SOURCE PASSAGE –
_ _ _

It’s no coincidence that the areas where King’s College Hospital have taken a backwards step are those most under pressure from high demand and not enough funding.
King’s urgent care and accident and emergency is one of the busiest in London and – by extension – south east England, as anyone who goes through Denmark Hill on a Saturday night can testify.
A major trauma centre, King’s has some of the best doctors and surgeons in the country – if not the world – and boasts a leading pre-natal department that recently was one of the first globally to operate on an unborn baby with spina bifida.
Whereas maternity and end of life care are now ‘good’, urgent care requires improvement, as does surgery and outpatients.
Going through the evidence compiled by inspectors, it is clear that the trust has compassionate, well-qualified and trained staff but the consistency needed to hit the standards expected is lacking.

_ _ _

INFORMATION PROVIDED –

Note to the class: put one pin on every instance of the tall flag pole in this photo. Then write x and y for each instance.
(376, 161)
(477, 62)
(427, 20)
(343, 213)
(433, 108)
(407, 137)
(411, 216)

_ _ _

WORK INSTRUCTIONS –
1 > Reproduce the passage about King's College Hospital word for word from "Going through the" to "expected is lacking.".
2 > In the passage about King's College Hospital, which two areas are now rated 'good'?
3 > Write the next part of the passage about King's College Hospital, starting after its final sentence.

YOUR WRITTEN ANSWERS –
1 >
Going through the evidence compiled by inspectors, it is clear that the trust has compassionate, well-qualified and trained staff but the consistency needed to hit the standards expected is lacking.

2 > Maternity and end of life care.

3 >
As one patient told inspectors from the Care Quality Commission: “King’s is a good hospital when you get in.
“My operation has been cancelled five times. I saw my consultant in March 2018 who said I needed an operation.”
They continued:?“My operation had been cancelled in June, August, November, and twice in December. I am finally here today and I hope it goes ahead.”
Many of us will have similar stories and be reluctant to place the blame on NHS dedicated staff and professionals.
The question is – when the trust’s deficit is £193 million and counting for the current financial year can it really turn things around?
Or will we have to accept that ‘requires improvement’ is the new normal?